### What is being asked:
Take the line that contains "pond. Do not add anything beyond the points." as the first line and the final line of the records as the last; return exactly those lines and the lines between.

### Stored records:
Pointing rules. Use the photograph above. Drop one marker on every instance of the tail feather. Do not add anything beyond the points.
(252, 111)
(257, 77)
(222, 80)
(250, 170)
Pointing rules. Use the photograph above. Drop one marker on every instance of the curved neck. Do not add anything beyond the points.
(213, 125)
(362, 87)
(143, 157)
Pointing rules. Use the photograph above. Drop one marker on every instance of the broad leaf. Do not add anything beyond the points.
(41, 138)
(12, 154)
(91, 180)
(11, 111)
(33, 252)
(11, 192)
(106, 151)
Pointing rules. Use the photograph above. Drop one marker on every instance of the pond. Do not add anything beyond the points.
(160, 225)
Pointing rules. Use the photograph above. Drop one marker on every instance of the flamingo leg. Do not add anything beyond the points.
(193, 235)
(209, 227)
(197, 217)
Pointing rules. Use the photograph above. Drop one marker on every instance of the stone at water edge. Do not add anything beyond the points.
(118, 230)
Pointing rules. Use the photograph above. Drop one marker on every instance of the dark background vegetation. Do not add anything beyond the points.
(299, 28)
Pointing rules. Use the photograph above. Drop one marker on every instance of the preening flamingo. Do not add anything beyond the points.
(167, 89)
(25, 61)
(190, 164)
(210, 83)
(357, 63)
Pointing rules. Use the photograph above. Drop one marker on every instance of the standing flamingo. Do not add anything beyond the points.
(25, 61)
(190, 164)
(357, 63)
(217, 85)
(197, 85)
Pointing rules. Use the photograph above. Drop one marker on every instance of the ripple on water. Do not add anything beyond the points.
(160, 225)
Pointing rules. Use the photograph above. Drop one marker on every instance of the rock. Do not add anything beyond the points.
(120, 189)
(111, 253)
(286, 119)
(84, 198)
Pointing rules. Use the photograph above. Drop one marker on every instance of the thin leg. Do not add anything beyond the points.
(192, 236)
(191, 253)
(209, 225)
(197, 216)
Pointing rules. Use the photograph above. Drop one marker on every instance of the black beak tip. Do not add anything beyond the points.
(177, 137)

### Written solution:
Pointing rules. Use the photograph above. Drop one marker on every instance of the pond. Do not add anything beyond the points.
(160, 225)
Pointing rules. Use the photograph above. Drop one marker on every instance of the flamingo leg. Do not add anything beyond the points.
(193, 235)
(209, 227)
(197, 217)
Pointing rules. Use the photograph above. Drop one marker on every instance of the stone at water edge. Do not add anything beyond the points.
(118, 230)
Pointing rules. Use the photograph above. Drop one marker on every instance of the dark background vegetation. Do not add anything beyond the points.
(299, 28)
Pointing rules. Use the photograph above. Drop one marker on every instance of the preening flamingo. Do not add anything beyond the points.
(167, 89)
(25, 61)
(190, 164)
(210, 83)
(357, 63)
Pointing rules. Use the photograph above. Drop one marker on every instance of the standing flamingo. Do not add anything beyond the points.
(25, 61)
(190, 164)
(357, 63)
(217, 85)
(197, 85)
Pointing rules. Use the photograph above. Drop one marker on every instance of the ripple on water. Do not add anything beyond the points.
(160, 225)
Pointing rules. Use the photograph above. Drop one marker on every instance of the rock. Do not add anything beyond the points.
(120, 189)
(111, 253)
(286, 119)
(84, 198)
Pointing rules. Use the photograph above. Drop one marker on every instance of the thin leg. Do not add anything beyond the points.
(192, 236)
(191, 253)
(209, 225)
(197, 216)
Pointing rules. Use the photograph above. Drop one marker on every instance of the black beak tip. Do not add anything beyond the points.
(177, 137)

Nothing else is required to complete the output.